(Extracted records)
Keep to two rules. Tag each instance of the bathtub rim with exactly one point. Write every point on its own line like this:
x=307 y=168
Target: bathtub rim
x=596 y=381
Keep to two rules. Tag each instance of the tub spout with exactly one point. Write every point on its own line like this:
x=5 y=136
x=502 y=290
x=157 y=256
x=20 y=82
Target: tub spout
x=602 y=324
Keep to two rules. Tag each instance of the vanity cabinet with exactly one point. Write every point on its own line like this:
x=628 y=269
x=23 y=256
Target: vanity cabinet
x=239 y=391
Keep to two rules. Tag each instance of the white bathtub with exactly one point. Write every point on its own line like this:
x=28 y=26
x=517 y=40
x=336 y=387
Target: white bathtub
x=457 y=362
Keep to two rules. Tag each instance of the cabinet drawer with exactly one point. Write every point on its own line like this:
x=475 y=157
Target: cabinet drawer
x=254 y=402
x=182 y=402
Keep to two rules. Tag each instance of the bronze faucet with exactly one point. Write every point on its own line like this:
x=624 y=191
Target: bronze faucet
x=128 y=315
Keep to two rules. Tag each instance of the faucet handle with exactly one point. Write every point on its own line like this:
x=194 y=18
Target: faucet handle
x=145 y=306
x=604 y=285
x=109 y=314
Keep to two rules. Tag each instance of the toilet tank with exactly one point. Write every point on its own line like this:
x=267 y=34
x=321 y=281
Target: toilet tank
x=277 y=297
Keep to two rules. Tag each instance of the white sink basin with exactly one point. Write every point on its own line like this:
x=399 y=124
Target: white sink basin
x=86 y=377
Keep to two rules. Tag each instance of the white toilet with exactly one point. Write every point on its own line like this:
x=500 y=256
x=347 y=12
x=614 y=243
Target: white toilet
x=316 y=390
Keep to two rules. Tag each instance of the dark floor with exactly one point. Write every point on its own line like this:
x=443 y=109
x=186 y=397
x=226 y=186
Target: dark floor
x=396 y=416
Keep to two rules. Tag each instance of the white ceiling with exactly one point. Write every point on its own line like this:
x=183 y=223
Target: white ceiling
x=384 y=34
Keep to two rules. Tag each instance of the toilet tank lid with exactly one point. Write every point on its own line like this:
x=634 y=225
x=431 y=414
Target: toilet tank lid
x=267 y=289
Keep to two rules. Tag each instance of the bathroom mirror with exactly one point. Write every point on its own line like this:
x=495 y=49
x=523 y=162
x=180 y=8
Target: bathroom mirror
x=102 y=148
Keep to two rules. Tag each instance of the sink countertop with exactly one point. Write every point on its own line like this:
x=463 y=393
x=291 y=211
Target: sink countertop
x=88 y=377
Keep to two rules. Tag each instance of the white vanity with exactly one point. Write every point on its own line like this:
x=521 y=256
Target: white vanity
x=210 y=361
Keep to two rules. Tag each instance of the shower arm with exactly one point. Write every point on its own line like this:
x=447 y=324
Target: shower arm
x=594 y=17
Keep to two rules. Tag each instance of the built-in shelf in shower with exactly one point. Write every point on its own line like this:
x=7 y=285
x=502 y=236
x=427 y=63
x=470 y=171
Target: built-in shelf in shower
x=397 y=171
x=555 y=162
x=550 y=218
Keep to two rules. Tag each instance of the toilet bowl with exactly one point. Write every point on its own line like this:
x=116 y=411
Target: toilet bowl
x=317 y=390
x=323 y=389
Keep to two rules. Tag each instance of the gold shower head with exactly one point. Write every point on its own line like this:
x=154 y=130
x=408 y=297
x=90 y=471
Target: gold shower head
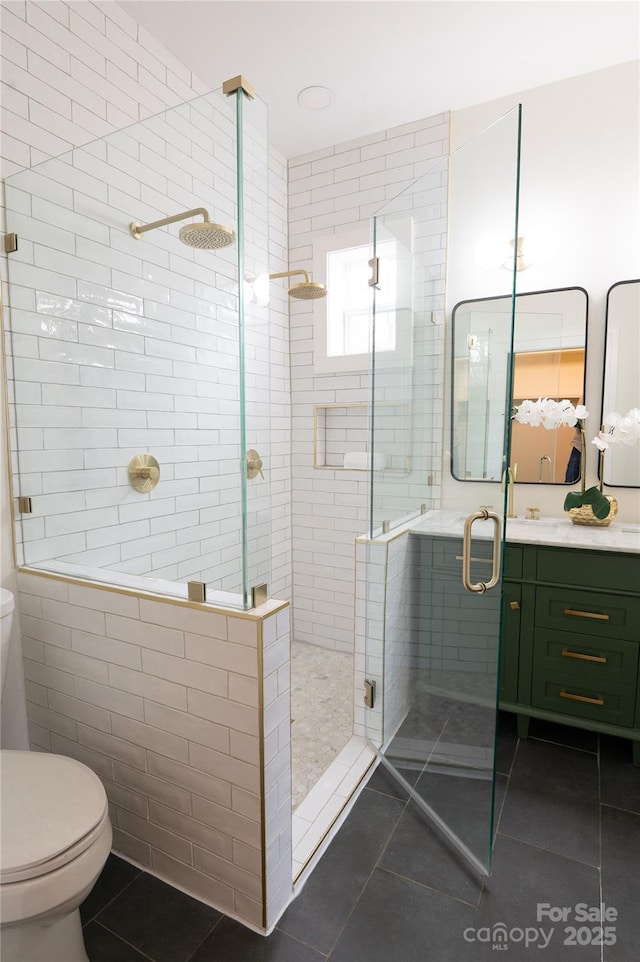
x=308 y=290
x=205 y=236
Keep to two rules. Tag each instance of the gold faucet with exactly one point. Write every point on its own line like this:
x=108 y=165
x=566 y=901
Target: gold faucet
x=511 y=474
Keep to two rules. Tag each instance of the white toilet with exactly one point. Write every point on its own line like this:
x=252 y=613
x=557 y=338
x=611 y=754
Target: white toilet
x=55 y=839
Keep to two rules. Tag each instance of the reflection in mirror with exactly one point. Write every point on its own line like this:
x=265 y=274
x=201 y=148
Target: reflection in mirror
x=621 y=387
x=549 y=361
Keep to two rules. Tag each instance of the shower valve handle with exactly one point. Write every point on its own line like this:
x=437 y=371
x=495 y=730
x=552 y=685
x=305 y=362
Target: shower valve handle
x=254 y=464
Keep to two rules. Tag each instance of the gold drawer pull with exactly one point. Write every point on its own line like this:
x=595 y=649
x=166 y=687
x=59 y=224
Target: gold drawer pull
x=590 y=701
x=578 y=654
x=585 y=614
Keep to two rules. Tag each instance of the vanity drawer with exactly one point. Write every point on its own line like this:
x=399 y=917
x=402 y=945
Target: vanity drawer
x=587 y=569
x=588 y=613
x=587 y=660
x=555 y=691
x=513 y=561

Work to be completed
Could you write out every line above exactly as it stands, with no images?

Solution to the exercise
Keep to two rules. Tag each instance of the bathtub rim with exactly one point. Write every point on its own line like this:
x=307 y=168
Target: bathtub rim
x=596 y=381
Keep to two rules. Tag each instance of the tub spout with exactly one point. Write every point on its own line like this:
x=5 y=136
x=502 y=290
x=157 y=256
x=20 y=82
Target: tub spout
x=602 y=324
Keep to two rules. Tag each instance of the vanity cabinet with exactly one point. Write every point on its own line like this:
x=628 y=269
x=23 y=256
Target: vanity cabinet
x=239 y=391
Keep to two rules. Tag each instance of the white bathtub with exactly one point. Write every point on its own line like this:
x=28 y=26
x=517 y=40
x=336 y=387
Target: white bathtub
x=457 y=362
Keep to two rules. Tag each instance of the cabinet drawer with exactly one point. Write every point on its own line like this:
x=475 y=157
Target: cabinet drawer
x=254 y=402
x=182 y=402
Keep to two rules. Tag each instance of the bronze faucet with exactly one point. Write every point on its own line like this:
x=624 y=191
Target: bronze faucet
x=128 y=315
Keep to two rules. Tag each instance of the faucet handle with exactly one point. Write every point on its own line like this:
x=194 y=18
Target: faucet handle
x=145 y=306
x=604 y=285
x=109 y=314
Keep to two rules. Tag each instance of the toilet tank with exactly one point. Write every point on its own line like this:
x=267 y=34
x=321 y=281
Target: toilet tank
x=277 y=297
Keep to two rules. Tag each instance of the white sink basin with exactly one point. Write every point on its own line like this:
x=399 y=124
Target: white sink basin
x=86 y=377
Keep to two rules. Tag each instance of the white toilet with exactly one point. Write every point on its own line like this:
x=500 y=256
x=347 y=12
x=614 y=243
Target: white toilet
x=316 y=390
Keep to two rules. Tag each instance of the dark floor with exactly one point. Write every point on its own line like this:
x=443 y=109
x=186 y=397
x=226 y=186
Target: dark floor
x=396 y=416
Keep to two rules. Tag each instance of the white ceiling with exactly one point. Write every point on its own line like this:
x=183 y=223
Target: white ceiling
x=384 y=34
Keep to two rules. Tag each instance of the toilet tank lid with exactly one point. Write every point on its own line like this:
x=634 y=225
x=431 y=414
Target: toilet tank lid
x=267 y=289
Keep to two rules. Tag each instance of the bathroom mirror with exactly one point. Write every point on its own line like this:
x=495 y=49
x=523 y=162
x=180 y=8
Target: bathroom mirror
x=102 y=148
Keep to two rules. Tag each instance of the sink countertop with exactly one point. Write every point on its own line like this:
x=463 y=393
x=291 y=211
Target: sink countertop
x=88 y=377
Keep to two rules. Tag each instance of the white vanity with exactly one point. Write every point on its own line like this:
x=521 y=256
Target: white vanity
x=210 y=361
Keep to two rules. Tag each instance of the shower arm with exactly one point. Write every point on its own line like this:
x=447 y=324
Target: shower arm
x=594 y=17
Keep to two rules. Tag each instance of the built-in shelf in shower with exactly one point. Write every point on its own line like this:
x=7 y=285
x=502 y=236
x=427 y=63
x=470 y=171
Target: built-in shelf in shower
x=397 y=171
x=555 y=162
x=550 y=218
Keep to two rules. Tag each instance of the toilet bowl with exactly one point. Write every point on its own line like this:
x=116 y=411
Target: toilet bowl
x=317 y=390
x=323 y=389
Keep to two rules. Tag each instance of the gold shower head with exactly one point. Write every point on its own line like this:
x=154 y=130
x=408 y=297
x=90 y=471
Target: gold shower head
x=308 y=290
x=205 y=236
Keep to two rules. Tag each instance of the gold faucet with exactly one point. Write every point on its own line like this:
x=108 y=165
x=566 y=901
Target: gold faucet
x=511 y=474
Keep to two rules. Tag each instance of the white toilet with exactly one point. Write every point on its own line like this:
x=252 y=613
x=557 y=338
x=611 y=754
Target: white toilet
x=55 y=839
Keep to two rules. Tag each instance of the reflection in mirror with exactly one point. Write every point on its own line like this:
x=265 y=274
x=201 y=148
Target: reflection in mirror
x=621 y=387
x=549 y=361
Keep to two rules. Tag each instance of the shower valve handle with exactly one point. Write every point on its own line like this:
x=437 y=371
x=495 y=730
x=552 y=685
x=305 y=362
Target: shower valve handle
x=254 y=464
Keep to two rules. Tag each instance of the gold drawer pull with exactly one point. Write every point on its own line like this:
x=595 y=649
x=166 y=687
x=59 y=224
Target: gold drawer pull
x=590 y=701
x=578 y=654
x=585 y=614
Keep to two rules. Tag each instance of the vanity drawer with exactly one point. Write every point on its own line like this:
x=399 y=917
x=402 y=945
Target: vanity drawer
x=587 y=569
x=588 y=613
x=587 y=660
x=555 y=691
x=513 y=561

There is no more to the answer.